──────── Given data

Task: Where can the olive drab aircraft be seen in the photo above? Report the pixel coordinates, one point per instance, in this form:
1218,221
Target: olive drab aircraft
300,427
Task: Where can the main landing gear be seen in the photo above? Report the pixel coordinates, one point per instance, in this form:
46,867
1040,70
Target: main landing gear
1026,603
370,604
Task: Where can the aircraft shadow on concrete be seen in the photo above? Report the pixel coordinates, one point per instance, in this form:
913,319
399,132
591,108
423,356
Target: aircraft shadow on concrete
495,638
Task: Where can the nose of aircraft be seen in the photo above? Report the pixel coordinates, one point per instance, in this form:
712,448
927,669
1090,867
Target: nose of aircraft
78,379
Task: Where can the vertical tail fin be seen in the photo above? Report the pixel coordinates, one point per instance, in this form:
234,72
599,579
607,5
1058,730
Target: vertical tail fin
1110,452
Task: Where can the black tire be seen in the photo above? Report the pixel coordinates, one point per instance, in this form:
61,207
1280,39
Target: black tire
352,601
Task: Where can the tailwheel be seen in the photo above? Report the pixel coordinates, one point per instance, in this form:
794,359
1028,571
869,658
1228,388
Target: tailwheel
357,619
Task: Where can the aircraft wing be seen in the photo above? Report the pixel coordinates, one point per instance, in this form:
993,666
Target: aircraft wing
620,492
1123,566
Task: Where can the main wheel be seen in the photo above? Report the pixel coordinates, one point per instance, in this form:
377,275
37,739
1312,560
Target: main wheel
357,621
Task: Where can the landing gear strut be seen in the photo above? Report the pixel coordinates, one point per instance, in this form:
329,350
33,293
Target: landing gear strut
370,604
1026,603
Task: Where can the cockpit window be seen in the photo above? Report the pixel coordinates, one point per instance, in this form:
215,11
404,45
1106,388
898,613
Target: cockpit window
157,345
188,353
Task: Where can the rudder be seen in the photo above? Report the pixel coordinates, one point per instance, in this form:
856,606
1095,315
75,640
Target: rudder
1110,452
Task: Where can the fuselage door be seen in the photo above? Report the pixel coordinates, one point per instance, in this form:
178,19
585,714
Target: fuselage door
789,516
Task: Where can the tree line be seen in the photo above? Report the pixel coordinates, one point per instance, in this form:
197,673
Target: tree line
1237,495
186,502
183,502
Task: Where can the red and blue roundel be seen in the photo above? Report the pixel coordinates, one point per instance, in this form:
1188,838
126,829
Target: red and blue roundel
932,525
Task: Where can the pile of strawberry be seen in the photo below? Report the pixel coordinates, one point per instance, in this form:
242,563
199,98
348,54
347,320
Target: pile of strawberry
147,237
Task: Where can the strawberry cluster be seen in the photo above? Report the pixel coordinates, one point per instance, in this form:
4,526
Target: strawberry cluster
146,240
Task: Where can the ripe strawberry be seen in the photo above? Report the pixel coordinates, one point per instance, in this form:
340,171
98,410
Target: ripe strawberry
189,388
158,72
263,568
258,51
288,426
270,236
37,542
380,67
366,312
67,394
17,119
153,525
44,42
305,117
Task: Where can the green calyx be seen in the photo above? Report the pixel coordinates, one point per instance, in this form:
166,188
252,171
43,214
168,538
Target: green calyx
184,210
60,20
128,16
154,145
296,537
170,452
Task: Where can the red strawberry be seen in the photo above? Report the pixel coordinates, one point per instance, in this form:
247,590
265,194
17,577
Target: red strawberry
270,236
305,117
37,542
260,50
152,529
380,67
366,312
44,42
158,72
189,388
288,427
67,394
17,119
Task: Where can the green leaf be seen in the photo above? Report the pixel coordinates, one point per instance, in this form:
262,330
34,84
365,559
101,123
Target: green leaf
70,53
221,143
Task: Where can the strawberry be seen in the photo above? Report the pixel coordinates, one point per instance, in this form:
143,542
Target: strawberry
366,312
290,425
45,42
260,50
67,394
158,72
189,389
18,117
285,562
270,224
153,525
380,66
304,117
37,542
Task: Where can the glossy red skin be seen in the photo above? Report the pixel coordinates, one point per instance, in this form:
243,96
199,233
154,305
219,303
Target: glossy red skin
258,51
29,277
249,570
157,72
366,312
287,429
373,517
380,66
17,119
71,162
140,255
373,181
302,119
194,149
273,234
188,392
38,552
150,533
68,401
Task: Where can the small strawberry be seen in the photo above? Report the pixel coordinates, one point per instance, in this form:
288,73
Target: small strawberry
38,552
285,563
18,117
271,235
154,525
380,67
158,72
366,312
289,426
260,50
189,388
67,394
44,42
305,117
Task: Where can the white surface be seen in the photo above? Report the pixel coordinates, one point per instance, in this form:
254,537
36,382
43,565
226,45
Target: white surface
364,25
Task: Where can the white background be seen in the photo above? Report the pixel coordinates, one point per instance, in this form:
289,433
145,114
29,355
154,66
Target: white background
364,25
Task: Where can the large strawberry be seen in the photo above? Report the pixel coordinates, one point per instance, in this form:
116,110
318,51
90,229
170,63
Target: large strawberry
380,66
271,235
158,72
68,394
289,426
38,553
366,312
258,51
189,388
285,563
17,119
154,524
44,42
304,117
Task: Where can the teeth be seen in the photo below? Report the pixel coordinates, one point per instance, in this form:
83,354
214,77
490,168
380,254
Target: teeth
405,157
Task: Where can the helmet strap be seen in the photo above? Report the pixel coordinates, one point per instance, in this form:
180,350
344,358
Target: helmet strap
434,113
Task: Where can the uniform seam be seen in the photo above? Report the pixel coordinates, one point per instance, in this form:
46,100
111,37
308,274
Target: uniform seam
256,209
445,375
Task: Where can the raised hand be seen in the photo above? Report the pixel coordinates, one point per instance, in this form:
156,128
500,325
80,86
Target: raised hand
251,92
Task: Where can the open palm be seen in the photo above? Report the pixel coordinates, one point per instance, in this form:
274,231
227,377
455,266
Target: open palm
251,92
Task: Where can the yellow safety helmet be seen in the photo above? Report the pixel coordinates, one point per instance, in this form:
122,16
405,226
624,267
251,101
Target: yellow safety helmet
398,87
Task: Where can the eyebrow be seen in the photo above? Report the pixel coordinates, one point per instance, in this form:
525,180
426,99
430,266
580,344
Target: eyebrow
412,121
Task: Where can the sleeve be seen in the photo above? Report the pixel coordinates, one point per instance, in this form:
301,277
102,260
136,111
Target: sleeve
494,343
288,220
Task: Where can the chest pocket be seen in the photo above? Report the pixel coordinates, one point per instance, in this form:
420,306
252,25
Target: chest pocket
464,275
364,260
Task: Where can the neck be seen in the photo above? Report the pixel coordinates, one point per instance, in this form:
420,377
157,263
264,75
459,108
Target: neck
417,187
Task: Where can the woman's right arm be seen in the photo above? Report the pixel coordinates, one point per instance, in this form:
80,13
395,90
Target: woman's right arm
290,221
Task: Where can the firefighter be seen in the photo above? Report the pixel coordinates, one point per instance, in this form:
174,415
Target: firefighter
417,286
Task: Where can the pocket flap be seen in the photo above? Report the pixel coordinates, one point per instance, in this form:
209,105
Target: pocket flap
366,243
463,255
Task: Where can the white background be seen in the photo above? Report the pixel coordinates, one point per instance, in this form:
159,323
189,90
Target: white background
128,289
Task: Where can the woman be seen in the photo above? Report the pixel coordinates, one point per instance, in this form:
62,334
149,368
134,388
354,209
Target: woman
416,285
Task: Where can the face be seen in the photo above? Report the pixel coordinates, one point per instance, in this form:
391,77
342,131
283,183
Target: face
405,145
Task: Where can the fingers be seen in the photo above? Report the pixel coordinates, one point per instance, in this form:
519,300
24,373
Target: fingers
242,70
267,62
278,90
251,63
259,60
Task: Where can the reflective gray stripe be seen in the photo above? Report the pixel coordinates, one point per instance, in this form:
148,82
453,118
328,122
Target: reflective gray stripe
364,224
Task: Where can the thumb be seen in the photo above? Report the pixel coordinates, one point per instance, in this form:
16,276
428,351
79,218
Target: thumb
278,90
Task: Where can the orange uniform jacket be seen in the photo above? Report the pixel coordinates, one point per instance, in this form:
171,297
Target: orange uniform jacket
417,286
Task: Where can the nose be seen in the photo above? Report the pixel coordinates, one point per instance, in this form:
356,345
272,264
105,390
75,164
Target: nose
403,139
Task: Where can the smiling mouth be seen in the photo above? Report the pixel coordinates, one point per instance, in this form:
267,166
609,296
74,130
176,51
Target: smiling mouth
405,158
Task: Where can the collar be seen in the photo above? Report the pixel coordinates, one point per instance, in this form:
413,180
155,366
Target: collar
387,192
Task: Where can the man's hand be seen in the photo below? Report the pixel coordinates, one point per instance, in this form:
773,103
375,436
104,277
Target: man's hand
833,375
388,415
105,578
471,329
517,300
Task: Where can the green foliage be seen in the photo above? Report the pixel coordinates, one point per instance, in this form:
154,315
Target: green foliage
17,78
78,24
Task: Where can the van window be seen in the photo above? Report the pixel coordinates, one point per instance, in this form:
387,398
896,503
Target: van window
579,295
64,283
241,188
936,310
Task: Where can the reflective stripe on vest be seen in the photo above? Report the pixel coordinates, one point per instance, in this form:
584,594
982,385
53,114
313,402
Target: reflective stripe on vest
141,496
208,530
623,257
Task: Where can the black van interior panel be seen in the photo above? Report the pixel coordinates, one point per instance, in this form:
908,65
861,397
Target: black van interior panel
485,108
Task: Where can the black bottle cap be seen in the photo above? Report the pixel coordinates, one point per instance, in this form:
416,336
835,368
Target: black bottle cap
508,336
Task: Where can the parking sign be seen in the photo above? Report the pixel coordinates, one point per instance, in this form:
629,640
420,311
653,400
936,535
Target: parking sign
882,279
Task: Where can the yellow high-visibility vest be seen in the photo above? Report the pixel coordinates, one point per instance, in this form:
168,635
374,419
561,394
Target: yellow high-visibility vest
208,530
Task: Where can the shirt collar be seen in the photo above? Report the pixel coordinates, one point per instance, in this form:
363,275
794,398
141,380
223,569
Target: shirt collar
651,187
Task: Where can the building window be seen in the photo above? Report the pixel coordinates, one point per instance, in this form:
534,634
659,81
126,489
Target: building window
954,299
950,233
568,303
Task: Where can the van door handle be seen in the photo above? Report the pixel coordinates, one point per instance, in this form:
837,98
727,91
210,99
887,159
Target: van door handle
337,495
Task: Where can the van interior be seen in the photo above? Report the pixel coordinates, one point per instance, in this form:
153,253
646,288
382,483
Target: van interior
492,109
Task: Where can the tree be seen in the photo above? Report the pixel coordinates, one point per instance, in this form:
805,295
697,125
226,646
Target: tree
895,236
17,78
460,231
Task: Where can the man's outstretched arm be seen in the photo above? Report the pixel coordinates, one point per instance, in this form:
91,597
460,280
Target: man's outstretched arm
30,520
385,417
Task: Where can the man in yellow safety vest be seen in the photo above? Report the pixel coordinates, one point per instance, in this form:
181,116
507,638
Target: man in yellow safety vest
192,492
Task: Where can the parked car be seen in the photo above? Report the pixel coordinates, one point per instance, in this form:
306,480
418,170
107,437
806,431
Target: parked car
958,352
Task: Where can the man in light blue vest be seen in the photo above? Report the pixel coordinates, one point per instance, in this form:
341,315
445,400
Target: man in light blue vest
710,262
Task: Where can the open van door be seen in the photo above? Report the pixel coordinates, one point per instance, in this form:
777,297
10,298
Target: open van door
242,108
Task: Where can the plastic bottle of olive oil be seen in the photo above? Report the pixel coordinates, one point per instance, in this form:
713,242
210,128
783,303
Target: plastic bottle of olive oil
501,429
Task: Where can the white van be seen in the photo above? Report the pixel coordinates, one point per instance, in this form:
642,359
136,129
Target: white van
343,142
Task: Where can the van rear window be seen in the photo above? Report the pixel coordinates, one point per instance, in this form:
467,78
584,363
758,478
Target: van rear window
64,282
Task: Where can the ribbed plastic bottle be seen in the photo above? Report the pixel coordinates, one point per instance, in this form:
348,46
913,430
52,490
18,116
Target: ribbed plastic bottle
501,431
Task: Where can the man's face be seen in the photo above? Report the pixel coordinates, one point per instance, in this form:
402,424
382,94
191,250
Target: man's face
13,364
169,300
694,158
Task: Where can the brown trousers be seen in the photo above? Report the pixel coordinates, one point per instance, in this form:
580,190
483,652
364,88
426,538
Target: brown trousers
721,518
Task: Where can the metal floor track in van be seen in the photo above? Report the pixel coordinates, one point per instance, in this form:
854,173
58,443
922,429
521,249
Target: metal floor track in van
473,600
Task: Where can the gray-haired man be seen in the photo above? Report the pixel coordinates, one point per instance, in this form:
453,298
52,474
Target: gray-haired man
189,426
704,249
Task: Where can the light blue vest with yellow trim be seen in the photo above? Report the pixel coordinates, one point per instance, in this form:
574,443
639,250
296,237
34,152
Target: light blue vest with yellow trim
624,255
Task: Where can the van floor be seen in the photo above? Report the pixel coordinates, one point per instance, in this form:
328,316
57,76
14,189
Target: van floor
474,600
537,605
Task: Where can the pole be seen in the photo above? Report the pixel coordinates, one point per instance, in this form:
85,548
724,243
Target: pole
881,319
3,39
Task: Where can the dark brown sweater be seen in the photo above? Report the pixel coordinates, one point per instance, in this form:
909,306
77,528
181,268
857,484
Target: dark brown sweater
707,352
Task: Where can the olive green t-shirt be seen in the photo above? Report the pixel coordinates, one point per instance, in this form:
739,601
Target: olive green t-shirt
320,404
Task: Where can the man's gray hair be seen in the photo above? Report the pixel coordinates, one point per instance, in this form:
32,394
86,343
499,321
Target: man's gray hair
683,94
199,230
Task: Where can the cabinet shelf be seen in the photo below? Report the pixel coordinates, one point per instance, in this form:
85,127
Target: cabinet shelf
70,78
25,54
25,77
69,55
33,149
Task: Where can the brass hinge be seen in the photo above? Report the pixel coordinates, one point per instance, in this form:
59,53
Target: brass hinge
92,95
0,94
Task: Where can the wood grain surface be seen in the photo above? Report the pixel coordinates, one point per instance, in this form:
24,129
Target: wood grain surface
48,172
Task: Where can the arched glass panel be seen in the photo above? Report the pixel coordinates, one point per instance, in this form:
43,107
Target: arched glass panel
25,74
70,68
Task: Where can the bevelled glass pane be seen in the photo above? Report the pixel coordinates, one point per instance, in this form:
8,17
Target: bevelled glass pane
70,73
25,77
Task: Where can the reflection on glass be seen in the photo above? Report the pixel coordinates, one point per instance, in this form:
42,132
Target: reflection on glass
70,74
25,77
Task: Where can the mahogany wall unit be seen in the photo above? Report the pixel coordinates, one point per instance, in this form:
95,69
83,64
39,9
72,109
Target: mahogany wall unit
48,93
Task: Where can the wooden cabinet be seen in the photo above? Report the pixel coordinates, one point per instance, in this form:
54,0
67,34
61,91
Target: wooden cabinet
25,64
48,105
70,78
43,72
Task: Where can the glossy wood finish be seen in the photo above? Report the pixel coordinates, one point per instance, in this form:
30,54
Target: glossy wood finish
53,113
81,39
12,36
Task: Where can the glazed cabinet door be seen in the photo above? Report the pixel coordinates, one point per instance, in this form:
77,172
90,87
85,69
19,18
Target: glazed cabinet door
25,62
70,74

────────────────

Job:
Repeat, exactly and only, the lines above from the one containing "Task: Where can the reflection" through the end of the material.

Response to the exercise:
Task: Where can the reflection on glass be seen in the photo above? Report the pixel coordinates, one point per instance, in this form:
42,132
Target: reflection on glass
70,74
25,77
Task: Where can the mahogany wall unit be seen in the photo above? Report the pixel coordinates, one point per instance, in this form:
95,69
83,64
39,9
72,109
Target: mahogany wall unit
48,93
Task: Where can the wooden cabinet be seen in the photo above? Report the pixel coordinates, one point per instance, in this form:
54,0
67,34
61,91
Target: wooden cabinet
25,64
48,105
70,78
43,72
Task: Where can the glossy wood finish be seen in the photo above? Report the pixel coordinates, one point per instance, in this form:
30,54
Target: glossy wood finish
53,113
81,39
12,36
Task: Where can the glazed cabinet door be seen in the photo above? Report the pixel coordinates, one point per instance, in this form:
77,172
90,87
85,69
19,18
Target: glazed cabinet door
25,62
70,74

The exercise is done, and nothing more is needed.